§ SOURCE DATA
┏━━

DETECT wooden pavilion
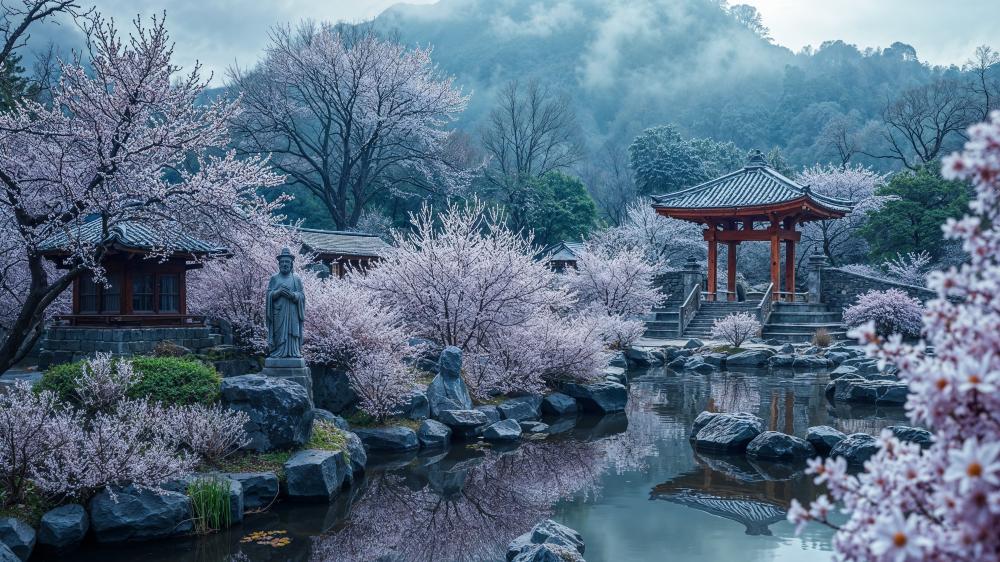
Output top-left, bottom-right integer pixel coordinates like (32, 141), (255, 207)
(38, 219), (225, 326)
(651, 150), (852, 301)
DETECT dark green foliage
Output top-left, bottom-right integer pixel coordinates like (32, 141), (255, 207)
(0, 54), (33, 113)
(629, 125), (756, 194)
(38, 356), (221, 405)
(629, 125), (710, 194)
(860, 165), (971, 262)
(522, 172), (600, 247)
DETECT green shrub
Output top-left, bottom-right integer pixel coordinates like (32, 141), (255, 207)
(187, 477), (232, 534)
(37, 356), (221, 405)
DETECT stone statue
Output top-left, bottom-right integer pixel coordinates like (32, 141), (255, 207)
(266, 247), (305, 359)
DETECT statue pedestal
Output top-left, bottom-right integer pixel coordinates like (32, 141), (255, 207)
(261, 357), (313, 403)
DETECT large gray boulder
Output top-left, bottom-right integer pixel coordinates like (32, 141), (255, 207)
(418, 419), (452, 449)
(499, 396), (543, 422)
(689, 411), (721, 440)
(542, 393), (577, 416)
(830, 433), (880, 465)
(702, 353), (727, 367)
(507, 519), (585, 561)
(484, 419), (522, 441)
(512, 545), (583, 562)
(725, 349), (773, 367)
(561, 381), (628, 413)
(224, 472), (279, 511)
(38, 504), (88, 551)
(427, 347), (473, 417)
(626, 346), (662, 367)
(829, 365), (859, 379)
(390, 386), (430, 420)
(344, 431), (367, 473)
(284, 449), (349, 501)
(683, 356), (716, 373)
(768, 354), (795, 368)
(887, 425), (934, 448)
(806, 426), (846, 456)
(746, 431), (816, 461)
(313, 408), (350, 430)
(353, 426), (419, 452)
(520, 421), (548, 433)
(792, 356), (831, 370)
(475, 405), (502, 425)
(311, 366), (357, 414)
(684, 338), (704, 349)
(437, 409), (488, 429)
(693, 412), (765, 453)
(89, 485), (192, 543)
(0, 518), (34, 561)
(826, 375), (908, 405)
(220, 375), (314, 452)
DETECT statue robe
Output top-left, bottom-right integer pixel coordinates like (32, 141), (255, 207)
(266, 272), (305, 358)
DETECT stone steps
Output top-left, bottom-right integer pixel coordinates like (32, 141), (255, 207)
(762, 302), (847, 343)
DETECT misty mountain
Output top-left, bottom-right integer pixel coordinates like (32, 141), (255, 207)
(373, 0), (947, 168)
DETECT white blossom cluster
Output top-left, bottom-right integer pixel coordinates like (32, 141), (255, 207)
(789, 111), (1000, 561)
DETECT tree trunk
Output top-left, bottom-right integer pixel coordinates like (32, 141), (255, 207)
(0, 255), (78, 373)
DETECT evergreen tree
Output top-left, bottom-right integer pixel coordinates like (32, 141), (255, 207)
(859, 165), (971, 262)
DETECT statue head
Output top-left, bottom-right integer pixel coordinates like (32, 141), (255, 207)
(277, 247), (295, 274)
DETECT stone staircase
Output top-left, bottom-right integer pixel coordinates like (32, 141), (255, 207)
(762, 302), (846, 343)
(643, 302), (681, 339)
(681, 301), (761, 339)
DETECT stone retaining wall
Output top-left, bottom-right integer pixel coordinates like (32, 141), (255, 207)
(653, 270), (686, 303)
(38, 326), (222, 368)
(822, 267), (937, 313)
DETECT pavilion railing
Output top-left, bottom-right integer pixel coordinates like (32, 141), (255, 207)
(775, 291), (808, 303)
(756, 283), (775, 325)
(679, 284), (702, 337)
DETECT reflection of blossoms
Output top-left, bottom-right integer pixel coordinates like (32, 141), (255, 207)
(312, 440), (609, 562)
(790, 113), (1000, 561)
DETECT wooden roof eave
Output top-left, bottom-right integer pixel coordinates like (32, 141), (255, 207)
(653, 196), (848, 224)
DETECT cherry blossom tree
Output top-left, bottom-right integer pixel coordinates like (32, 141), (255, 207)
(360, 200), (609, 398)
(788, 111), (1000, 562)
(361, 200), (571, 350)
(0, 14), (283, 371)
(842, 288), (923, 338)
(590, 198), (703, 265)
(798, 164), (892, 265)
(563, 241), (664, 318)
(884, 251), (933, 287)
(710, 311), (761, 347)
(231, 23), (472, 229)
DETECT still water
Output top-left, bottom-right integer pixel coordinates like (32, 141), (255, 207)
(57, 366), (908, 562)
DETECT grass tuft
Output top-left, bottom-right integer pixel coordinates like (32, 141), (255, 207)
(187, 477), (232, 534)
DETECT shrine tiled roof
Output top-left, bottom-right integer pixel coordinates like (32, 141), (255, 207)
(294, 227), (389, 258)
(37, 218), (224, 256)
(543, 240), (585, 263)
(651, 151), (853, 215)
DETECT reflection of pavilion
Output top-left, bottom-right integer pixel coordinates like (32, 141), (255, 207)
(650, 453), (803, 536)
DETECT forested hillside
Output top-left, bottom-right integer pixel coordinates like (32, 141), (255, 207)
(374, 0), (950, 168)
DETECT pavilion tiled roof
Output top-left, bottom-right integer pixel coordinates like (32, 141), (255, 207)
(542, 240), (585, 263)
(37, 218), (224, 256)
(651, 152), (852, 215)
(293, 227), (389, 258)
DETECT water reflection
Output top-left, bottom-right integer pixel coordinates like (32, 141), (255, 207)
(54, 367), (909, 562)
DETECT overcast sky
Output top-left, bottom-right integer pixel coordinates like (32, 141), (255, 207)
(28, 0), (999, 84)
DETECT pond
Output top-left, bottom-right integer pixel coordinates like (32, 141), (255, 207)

┗━━

§ TASK OBJECTIVE
Determine how many lines in the listing hold the word "tiled". Give only that figure.

§ RESULT OF THE EXERCISE
2